#### [Requirement]
Your job is to print the listing exactly.

#### [Provided material]
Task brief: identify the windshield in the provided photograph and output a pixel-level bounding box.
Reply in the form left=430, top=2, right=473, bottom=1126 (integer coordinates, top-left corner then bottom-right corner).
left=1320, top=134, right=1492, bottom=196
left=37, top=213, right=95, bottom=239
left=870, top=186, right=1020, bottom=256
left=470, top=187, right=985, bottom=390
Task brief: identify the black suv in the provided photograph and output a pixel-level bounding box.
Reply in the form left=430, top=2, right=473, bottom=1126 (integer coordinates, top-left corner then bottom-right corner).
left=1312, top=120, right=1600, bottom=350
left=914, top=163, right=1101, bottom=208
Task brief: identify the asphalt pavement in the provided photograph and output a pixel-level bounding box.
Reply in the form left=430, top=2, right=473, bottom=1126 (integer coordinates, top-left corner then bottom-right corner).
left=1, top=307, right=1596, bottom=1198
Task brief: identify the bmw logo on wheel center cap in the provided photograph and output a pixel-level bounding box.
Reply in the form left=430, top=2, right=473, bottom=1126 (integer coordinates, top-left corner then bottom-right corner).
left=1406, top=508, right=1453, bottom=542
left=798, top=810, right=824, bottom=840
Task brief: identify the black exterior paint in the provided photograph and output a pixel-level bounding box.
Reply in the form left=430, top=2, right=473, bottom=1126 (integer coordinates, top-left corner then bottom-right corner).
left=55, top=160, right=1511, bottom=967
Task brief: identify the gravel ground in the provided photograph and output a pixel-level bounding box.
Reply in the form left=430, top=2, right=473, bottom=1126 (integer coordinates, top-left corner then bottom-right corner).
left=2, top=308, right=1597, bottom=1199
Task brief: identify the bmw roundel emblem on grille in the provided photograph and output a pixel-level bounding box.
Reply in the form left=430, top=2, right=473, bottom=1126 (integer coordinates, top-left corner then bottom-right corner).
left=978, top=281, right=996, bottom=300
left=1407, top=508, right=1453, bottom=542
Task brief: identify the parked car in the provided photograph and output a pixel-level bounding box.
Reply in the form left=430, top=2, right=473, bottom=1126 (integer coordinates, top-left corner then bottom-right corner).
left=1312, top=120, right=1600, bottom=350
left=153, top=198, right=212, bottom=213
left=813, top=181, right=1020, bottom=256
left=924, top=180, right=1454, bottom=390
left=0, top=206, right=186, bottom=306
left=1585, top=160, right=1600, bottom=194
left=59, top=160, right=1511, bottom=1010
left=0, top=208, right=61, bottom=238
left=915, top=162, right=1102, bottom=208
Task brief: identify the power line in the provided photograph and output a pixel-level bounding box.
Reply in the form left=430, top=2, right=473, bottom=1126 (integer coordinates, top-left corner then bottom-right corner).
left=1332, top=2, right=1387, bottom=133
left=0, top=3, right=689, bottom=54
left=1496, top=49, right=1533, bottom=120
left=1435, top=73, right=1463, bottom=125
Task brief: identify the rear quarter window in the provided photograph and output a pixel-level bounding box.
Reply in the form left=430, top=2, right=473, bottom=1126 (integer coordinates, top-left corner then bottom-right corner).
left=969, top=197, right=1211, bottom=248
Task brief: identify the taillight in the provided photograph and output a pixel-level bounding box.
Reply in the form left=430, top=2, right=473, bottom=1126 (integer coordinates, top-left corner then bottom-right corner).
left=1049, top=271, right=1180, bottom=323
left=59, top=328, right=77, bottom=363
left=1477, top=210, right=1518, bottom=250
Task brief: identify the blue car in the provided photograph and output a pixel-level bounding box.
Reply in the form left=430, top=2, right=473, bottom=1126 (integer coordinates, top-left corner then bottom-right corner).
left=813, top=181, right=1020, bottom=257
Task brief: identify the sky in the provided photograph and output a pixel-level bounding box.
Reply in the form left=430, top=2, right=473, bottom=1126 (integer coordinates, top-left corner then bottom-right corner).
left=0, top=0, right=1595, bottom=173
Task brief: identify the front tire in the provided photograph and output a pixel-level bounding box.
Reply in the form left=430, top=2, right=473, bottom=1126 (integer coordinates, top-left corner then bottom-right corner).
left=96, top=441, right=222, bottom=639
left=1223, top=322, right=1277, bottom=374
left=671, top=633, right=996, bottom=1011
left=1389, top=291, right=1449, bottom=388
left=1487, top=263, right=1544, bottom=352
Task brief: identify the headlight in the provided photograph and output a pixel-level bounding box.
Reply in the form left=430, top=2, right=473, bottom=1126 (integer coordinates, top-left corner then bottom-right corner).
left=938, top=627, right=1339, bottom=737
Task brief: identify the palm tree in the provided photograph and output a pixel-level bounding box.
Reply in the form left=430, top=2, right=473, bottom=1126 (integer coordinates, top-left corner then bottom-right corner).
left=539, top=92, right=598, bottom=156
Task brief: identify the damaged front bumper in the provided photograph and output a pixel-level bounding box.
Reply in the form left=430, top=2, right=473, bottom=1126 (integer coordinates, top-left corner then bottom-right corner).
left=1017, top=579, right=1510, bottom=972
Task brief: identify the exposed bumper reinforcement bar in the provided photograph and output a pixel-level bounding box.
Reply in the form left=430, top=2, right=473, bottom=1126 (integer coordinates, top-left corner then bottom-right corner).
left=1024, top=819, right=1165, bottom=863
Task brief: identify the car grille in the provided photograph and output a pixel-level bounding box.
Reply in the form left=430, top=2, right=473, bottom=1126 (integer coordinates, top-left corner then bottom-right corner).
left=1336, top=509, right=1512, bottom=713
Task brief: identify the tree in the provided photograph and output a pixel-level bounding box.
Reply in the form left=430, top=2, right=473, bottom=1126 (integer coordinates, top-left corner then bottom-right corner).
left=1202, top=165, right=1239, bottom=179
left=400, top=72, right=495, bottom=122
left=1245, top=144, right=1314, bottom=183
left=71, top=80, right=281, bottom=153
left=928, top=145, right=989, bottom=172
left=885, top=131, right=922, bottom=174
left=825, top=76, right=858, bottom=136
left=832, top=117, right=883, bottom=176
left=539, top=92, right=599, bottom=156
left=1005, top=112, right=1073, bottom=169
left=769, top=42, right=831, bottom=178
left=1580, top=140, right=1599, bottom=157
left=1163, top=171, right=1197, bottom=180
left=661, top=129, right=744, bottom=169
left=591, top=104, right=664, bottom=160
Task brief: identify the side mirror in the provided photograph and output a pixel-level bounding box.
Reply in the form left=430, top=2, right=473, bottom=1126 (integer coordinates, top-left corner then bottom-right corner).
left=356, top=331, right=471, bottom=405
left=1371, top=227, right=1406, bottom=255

#### [Exercise result]
Task brief: identify the windshield in the provided photograph and output a pixel-level bounding box.
Reply in the form left=430, top=2, right=473, bottom=1126 (integer coordinates, top-left corner then bottom-right corner).
left=1320, top=134, right=1492, bottom=196
left=37, top=213, right=95, bottom=239
left=870, top=186, right=1020, bottom=256
left=470, top=187, right=985, bottom=390
Task brief: identify the black suv in the provided photograph and output a pixel-level bounding box.
Reply in the form left=430, top=2, right=473, bottom=1126 (integer coordinates, top-left corner then bottom-right corner).
left=1312, top=120, right=1600, bottom=350
left=914, top=163, right=1101, bottom=208
Task brief: identify the asphalt pavement in the provided photograph and output a pixel-level bounding box.
Reply in the form left=430, top=2, right=473, bottom=1126 (integer coordinates, top-left corner then bottom-right corner).
left=1, top=307, right=1596, bottom=1198
Task brief: identify the bmw logo on wheel center cap in the provided photograph and output a pixel-level bounding box.
Reply in the form left=430, top=2, right=473, bottom=1126 (integer coordinates, top-left corner then bottom-right corner).
left=1406, top=508, right=1453, bottom=542
left=798, top=810, right=824, bottom=840
Task brief: identify the black exterior paint in the provided photograph and output a pixel-level bounding box.
Reply in the form left=430, top=2, right=473, bottom=1126 (integer coordinates, top-left corner then bottom-right corner).
left=55, top=160, right=1511, bottom=967
Task brief: identify the gravel ground in the provided photograph and output a pixel-level bounding box.
Reply in the form left=430, top=2, right=473, bottom=1126 (integer coordinates, top-left corner then bottom-right corner).
left=2, top=308, right=1597, bottom=1199
Task brief: identify the bmw roundel emblem on grille in the provided photograph and output a pixel-level bounding box.
Reply in the form left=430, top=2, right=473, bottom=1126 (integer coordinates, top-left corner then bottom-right corner).
left=978, top=281, right=996, bottom=300
left=1407, top=508, right=1453, bottom=542
Task brief: identify the parked car in the provided photograph and output a pixel-level bounding box.
Reply in the form left=430, top=2, right=473, bottom=1126 (integer coordinates, top-left corner then bottom-right corner).
left=1312, top=120, right=1600, bottom=350
left=153, top=198, right=212, bottom=213
left=813, top=181, right=1020, bottom=256
left=924, top=180, right=1454, bottom=390
left=0, top=206, right=186, bottom=306
left=1585, top=160, right=1600, bottom=194
left=59, top=160, right=1511, bottom=1010
left=0, top=208, right=61, bottom=238
left=915, top=162, right=1102, bottom=208
Task brief: identify the power line in the provided photograph and output a pixel-level bounding box.
Reply in the form left=430, top=2, right=473, bottom=1126 (integer coordinates, top-left corner then bottom-right corner).
left=1332, top=2, right=1387, bottom=133
left=0, top=3, right=689, bottom=54
left=1496, top=49, right=1533, bottom=120
left=1435, top=73, right=1463, bottom=125
Task brief: identify the rear quarter window in the provided photograph and output a pixel-level bounding box.
Reply in the form left=430, top=2, right=473, bottom=1126 (integer coordinates, top-left corner then bottom-right corner).
left=969, top=197, right=1211, bottom=248
Task brief: identify the taillight in the provided photograph and output a pixel-level bounding box.
Reply in the form left=430, top=2, right=473, bottom=1126 (integer coordinates, top-left corner then bottom-right corner).
left=1049, top=271, right=1180, bottom=323
left=59, top=328, right=77, bottom=363
left=1477, top=210, right=1518, bottom=250
Task brief: identify the blue car in the provided photograph and output a pixel-level bounding box.
Reply in the form left=430, top=2, right=473, bottom=1126 (integer coordinates, top-left corner then bottom-right corner).
left=813, top=181, right=1020, bottom=257
Task brief: identify the sky in the provided photograph and output a pixel-level bounding box.
Reply in the form left=430, top=2, right=473, bottom=1126 (integer coordinates, top-left corner then bottom-right corner).
left=0, top=0, right=1595, bottom=173
Task brief: identify the front tire in the provided photograph and output a pixel-level bounding box.
Reply in the form left=430, top=2, right=473, bottom=1126 (integer coordinates, top-left corner then bottom-right corner).
left=96, top=441, right=222, bottom=639
left=1223, top=322, right=1277, bottom=374
left=671, top=633, right=996, bottom=1011
left=1389, top=291, right=1449, bottom=388
left=1487, top=263, right=1544, bottom=352
Task brief: identify the headlight in the provided photograph and output a pixel-level bounding box.
Reply in the form left=430, top=2, right=473, bottom=1126 (integer coordinates, top-left corner then bottom-right corner).
left=938, top=627, right=1339, bottom=737
Task brief: identify the palm tree in the provided photograph and output a pixel-level bounding box.
Reply in the form left=430, top=2, right=473, bottom=1126 (integer coordinates, top-left corner then bottom-right corner).
left=539, top=92, right=598, bottom=156
Task brief: identify the damaged front bumper in the provided photograph and output a pixel-level bounding box.
Reply in the form left=430, top=2, right=473, bottom=1126 (integer coordinates, top-left corner then bottom-right corner).
left=1017, top=579, right=1510, bottom=972
Task brief: identify the exposed bumper reinforcement bar in the provided photograph and output a pixel-level bounding box.
Reply in the form left=430, top=2, right=473, bottom=1126 (integer coordinates, top-left corner then bottom-right corner).
left=1024, top=819, right=1165, bottom=863
Task brief: identify the car grille in the provided photograph and output a pixel-level bounding box.
Reply in the form left=430, top=2, right=473, bottom=1126 (integer coordinates, top-left corner then bottom-right corner).
left=1336, top=509, right=1512, bottom=713
Task brief: identify the tree in the provided photograph and output a pixel-level bounding box.
Reply in the form left=430, top=2, right=473, bottom=1126 (integer coordinates, top-left corner then bottom-right corner).
left=1202, top=165, right=1239, bottom=179
left=400, top=72, right=495, bottom=122
left=1245, top=144, right=1314, bottom=183
left=71, top=80, right=281, bottom=153
left=928, top=145, right=989, bottom=172
left=885, top=131, right=922, bottom=174
left=825, top=76, right=858, bottom=136
left=832, top=117, right=883, bottom=176
left=539, top=92, right=599, bottom=156
left=1005, top=112, right=1073, bottom=169
left=769, top=42, right=831, bottom=178
left=1580, top=140, right=1599, bottom=157
left=1163, top=171, right=1197, bottom=180
left=661, top=129, right=744, bottom=169
left=591, top=104, right=664, bottom=160
Task brief: identify the side mirror in the provided photograph and output a pixel-level bounding box.
Reply in the form left=430, top=2, right=473, bottom=1126 (integer coordinates, top-left corner then bottom-right corner).
left=356, top=331, right=471, bottom=405
left=1371, top=227, right=1406, bottom=255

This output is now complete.